• _Set problem A_
Rewrite the passage of the text on felony disenfranchisement below from "So those efforts" to "the last decade.", substituting "Virginia" for "New Mexico".

Yeah. 4,000,000 people. Right? There are there are very in Texas, it's nearly half a million people. Right?

Speaker 6:

So it's like 479,000 people, I think. Black folks in Texas are two and a half times more likely to be disenfranchised because of a felony conviction Mhmm. Than white folks. Right? So there's an extreme racial disparity, right, when it comes to disenfranchisement due to a felony conviction.

Speaker 6:

But, and this isn't necessarily the case in Texas, but in states across the country, there's really been a move over the last couple of decades to change that, and particularly to reenfranchise people who are on probation and parole. So people who are completing their sentences

Speaker 5:

Folks like myself.

Speaker 6:

Folks like yeah. Exactly. And in Texas, you know, I think it's something like a 100 and of those 479,000 people who are disenfranchised through a through a felony conviction, 327,000 of them are like you. Right? Are people on parole and probation.

Speaker 6:

It's it's two yeah. It's it's two thirds.

Speaker 5:

Two

Speaker 6:

thirds. Yeah. Yep. So and around the country, ten years ago, there were 6,000,000 people, around 6,000,000 people who were disenfranchised. Now there's 4,000,000.

Speaker 6:

So those efforts around the country to reenfranchise folks to change the laws state by state, right, in New Jersey, in New York, California, Minnesota, New Mexico, even Nebraska changed their laws to reduce a you're still disenfranchised while you're on paper in Nebraska, but these have a two year waiting period after you're on parole and probation, and they changed that law last year. Right? So there's been a real movement around the country to move forward on this issue, and it you know, we are still nowhere near where we should be. Right? But we have really made some, great strides in the right direction over the last decade.

• _Extracted data_
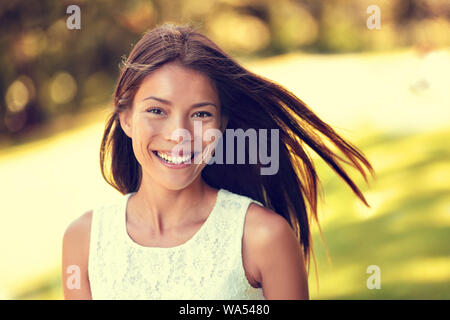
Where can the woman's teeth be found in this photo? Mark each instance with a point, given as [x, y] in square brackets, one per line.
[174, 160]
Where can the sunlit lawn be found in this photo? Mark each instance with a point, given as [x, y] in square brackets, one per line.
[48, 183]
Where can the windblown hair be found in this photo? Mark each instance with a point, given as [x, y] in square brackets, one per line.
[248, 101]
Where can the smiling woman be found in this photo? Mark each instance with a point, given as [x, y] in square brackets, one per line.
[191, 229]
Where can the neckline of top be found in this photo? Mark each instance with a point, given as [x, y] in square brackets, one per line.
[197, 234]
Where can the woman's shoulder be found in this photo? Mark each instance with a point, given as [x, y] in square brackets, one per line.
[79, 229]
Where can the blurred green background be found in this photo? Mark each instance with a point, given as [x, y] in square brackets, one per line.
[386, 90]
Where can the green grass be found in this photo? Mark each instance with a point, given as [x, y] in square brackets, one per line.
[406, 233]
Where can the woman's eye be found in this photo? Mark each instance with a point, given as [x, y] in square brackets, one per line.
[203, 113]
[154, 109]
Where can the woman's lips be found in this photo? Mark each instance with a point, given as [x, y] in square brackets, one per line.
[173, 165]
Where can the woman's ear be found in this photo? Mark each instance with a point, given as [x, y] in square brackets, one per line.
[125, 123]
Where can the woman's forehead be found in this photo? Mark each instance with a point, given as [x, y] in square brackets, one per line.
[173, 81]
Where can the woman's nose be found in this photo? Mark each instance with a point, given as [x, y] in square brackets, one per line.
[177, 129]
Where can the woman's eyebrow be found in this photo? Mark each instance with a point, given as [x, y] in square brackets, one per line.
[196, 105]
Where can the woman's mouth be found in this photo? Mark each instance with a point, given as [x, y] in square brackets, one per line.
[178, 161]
* * *
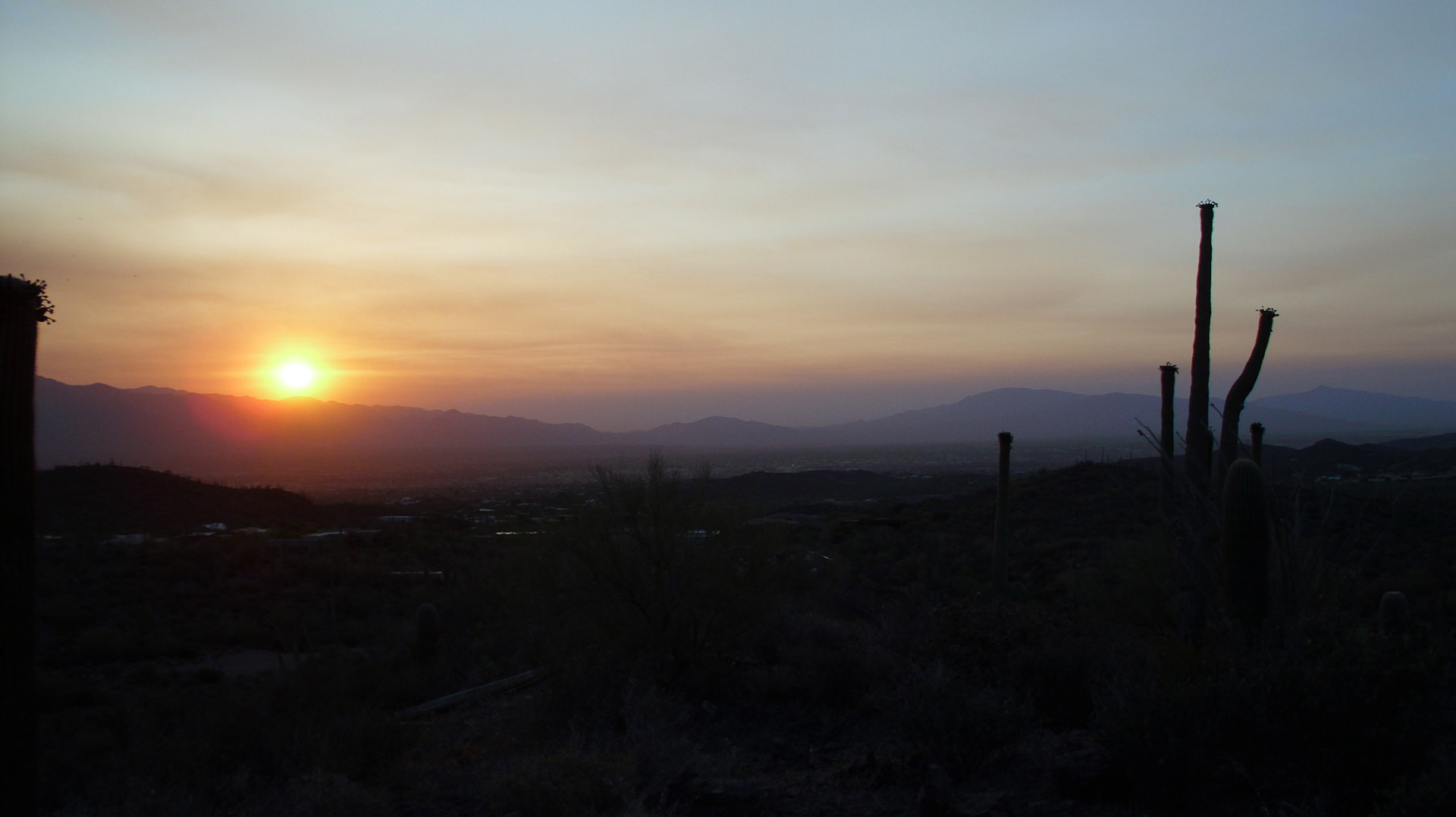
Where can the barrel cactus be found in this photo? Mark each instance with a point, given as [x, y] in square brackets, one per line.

• _Set problem B_
Return every line of the records above that contains the word "woman".

• _Solution A_
So those efforts around the country to reenfranchise folks to change the laws state by state, right, in New Jersey, in New York, California, Minnesota, Virginia, even Nebraska changed their laws to reduce a you're still disenfranchised while you're on paper in Nebraska, but these have a two year waiting period after you're on parole and probation, and they changed that law last year. Right? So there's been a real movement around the country to move forward on this issue, and it you know, we are still nowhere near where we should be. Right? But we have really made some, great strides in the right direction over the last decade.

• _Solution B_
Where can the woman's teeth be found in this photo? Mark each instance with a point, given as [x, y] in square brackets, one per line.
Where can the smiling woman be found in this photo? Mark each instance with a point, given as [x, y] in square brackets, one per line.
Where can the woman's shoulder be found in this photo? Mark each instance with a point, given as [x, y] in square brackets, one per line.
Where can the woman's eye be found in this photo? Mark each instance with a point, given as [x, y] in square brackets, one per line.
Where can the woman's lips be found in this photo? Mark each instance with a point, given as [x, y] in square brackets, one per line.
Where can the woman's ear be found in this photo? Mark each instance with a point, given as [x, y] in square brackets, one per line.
Where can the woman's forehead be found in this photo? Mark each instance with a point, given as [x, y] in square brackets, one per line.
Where can the woman's nose be found in this photo? Mark each instance with a point, given as [x, y] in square brackets, one per line.
Where can the woman's eyebrow be found in this photo? Mark each instance with a point, given as [x, y] in square brackets, one per line.
Where can the woman's mouth be found in this photo? Mark each instance with a point, given as [x, y] in square brackets, one per line.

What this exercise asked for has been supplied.